> Material:
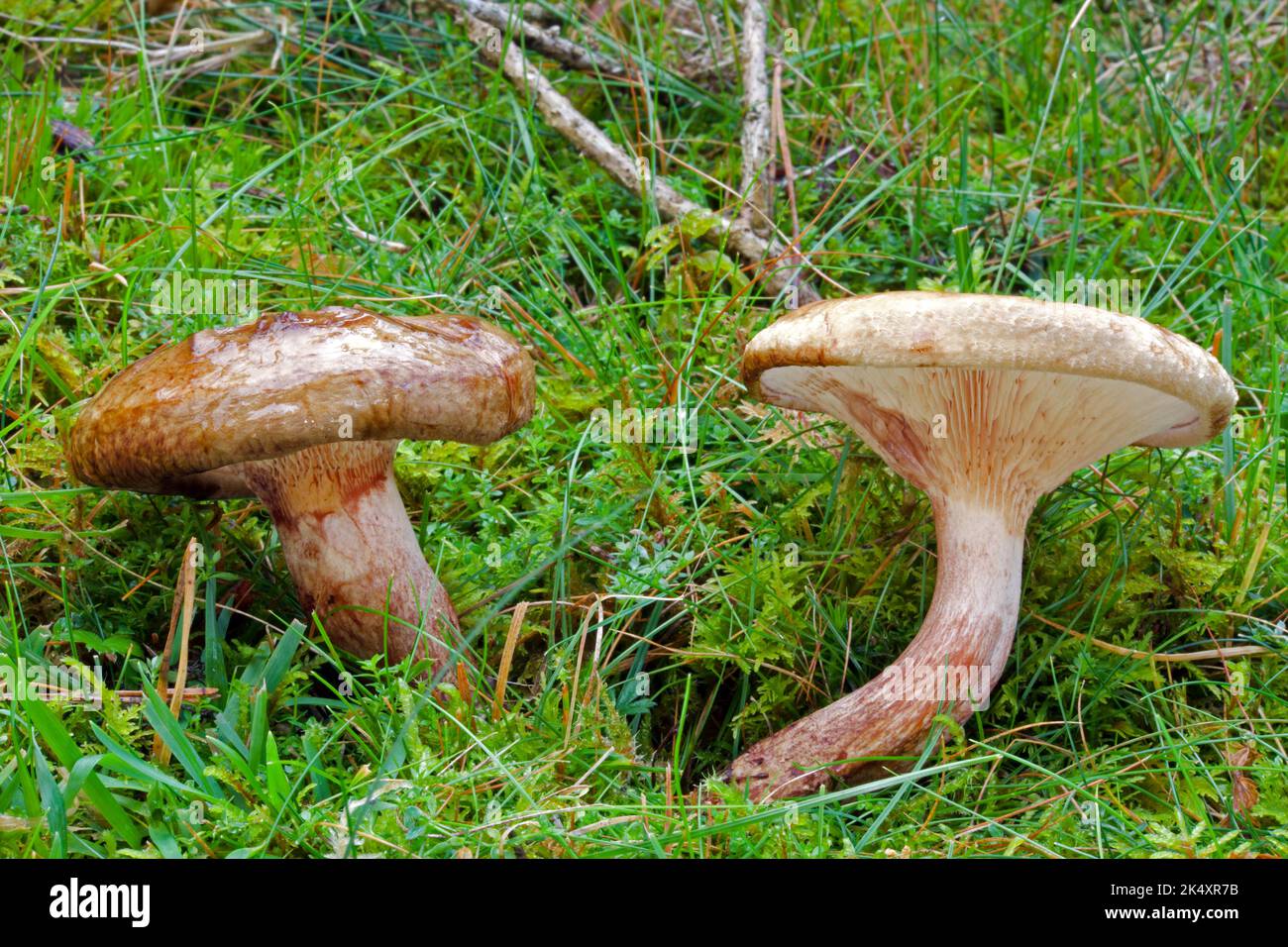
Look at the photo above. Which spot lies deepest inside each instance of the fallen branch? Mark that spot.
(630, 172)
(542, 42)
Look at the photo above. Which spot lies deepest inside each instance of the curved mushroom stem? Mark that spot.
(353, 553)
(951, 667)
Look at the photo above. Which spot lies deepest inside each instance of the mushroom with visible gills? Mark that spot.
(304, 411)
(986, 403)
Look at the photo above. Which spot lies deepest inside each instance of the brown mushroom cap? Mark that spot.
(172, 421)
(941, 330)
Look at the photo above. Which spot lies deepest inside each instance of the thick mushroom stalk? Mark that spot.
(353, 553)
(984, 403)
(949, 668)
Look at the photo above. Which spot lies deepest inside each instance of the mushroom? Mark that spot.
(304, 411)
(984, 403)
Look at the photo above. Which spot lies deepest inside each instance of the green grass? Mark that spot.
(760, 577)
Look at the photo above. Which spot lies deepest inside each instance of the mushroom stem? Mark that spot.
(949, 668)
(352, 551)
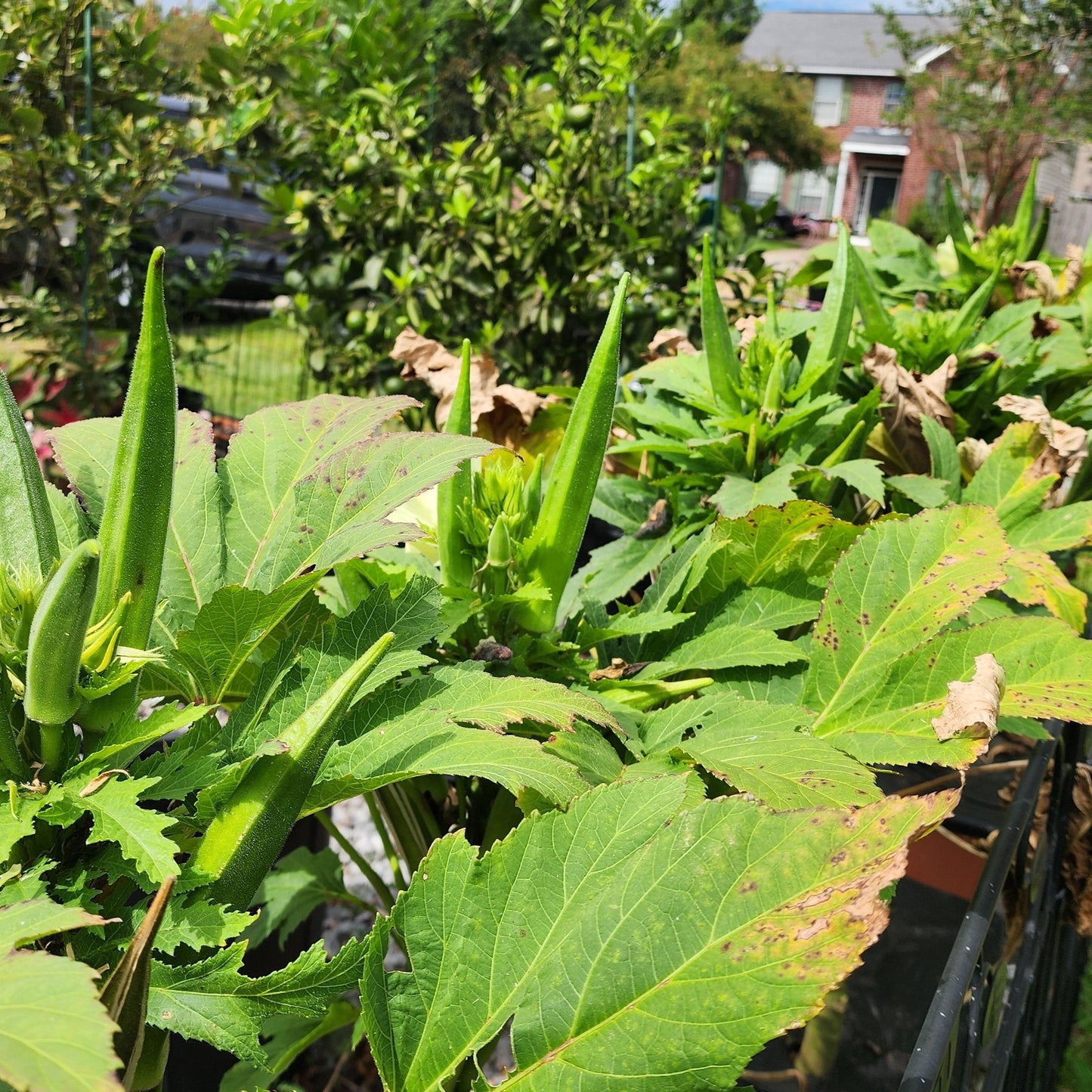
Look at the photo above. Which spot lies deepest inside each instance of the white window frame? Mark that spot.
(816, 193)
(891, 103)
(760, 167)
(827, 104)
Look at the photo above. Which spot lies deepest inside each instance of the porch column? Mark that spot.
(843, 174)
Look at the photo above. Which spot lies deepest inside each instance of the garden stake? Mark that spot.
(135, 519)
(56, 649)
(27, 535)
(456, 564)
(245, 838)
(716, 339)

> Given instruction:
Working from the lines above, reproduce the material exactly and exclude its pictures.

> Exercise answer:
Look at the photo above. Which spot lies deepest inside each instance of the fallen branch? Mark that spot.
(630, 172)
(542, 42)
Look at the photo above. Which spot lies deepest inside each instance of the curved mushroom stem? Mark that spot.
(353, 553)
(951, 667)
Look at the photo above. Which spot lies deepest inside each instance of the mushroom with visible gills? Mark that spot.
(304, 411)
(986, 403)
Look at the photo above. Which spot lies deepest inside each instance of the brown mushroom cap? Mark that spot.
(172, 421)
(941, 330)
Look at the photo above. Which spot lies deepest inside each instance of the thick mushroom stalk? Mark that spot.
(353, 553)
(984, 403)
(949, 668)
Look at the photo above. Which spot lies deepest inside each instance of the mushroom? Mark that spot.
(304, 411)
(984, 403)
Look at the photo above. Which spot lies deepest inside each instance of the green grass? Mark that spot.
(760, 577)
Look at the photo above. Which spot lies deepest inside each instance of the mushroom stem? Mark that spot.
(949, 668)
(352, 551)
Look at the photo above. Which spot lies deepest inside each instance of the white window frame? Mark that spot.
(816, 193)
(891, 103)
(760, 167)
(827, 104)
Look at the photo above. Which spot lies deepest inside each instance of the porch column? Mark that spot.
(843, 174)
Look at the photo above. Which spot lies deepest inside each instance of the garden stake? Mark that spot.
(135, 519)
(56, 649)
(27, 535)
(456, 564)
(245, 838)
(716, 339)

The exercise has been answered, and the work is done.